*** SOURCE MATERIAL ***

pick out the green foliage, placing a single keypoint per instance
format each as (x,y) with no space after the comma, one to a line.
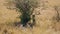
(26,8)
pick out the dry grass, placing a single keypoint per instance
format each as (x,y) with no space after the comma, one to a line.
(44,23)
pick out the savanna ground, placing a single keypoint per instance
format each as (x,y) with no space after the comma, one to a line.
(45,21)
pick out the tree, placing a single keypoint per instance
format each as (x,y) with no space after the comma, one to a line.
(26,8)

*** End of SOURCE MATERIAL ***

REQUIREMENT:
Restate the entries verbatim and exclude any pictures.

REPLY:
pick out the green foliage, placing a single keypoint per instance
format each as (x,y) with no space after the comma, one to a line.
(26,8)
pick out the dry grass, placing a single keypoint per instance
format each as (x,y) with no space after the comma, one to a line.
(44,23)
pick out the savanna ground, placing a single keypoint per instance
format each as (x,y) with no space after the comma, one to a line.
(45,21)
pick out the tree, placing a single keypoint per instance
format each as (x,y) with no space after the comma, one to a line.
(26,8)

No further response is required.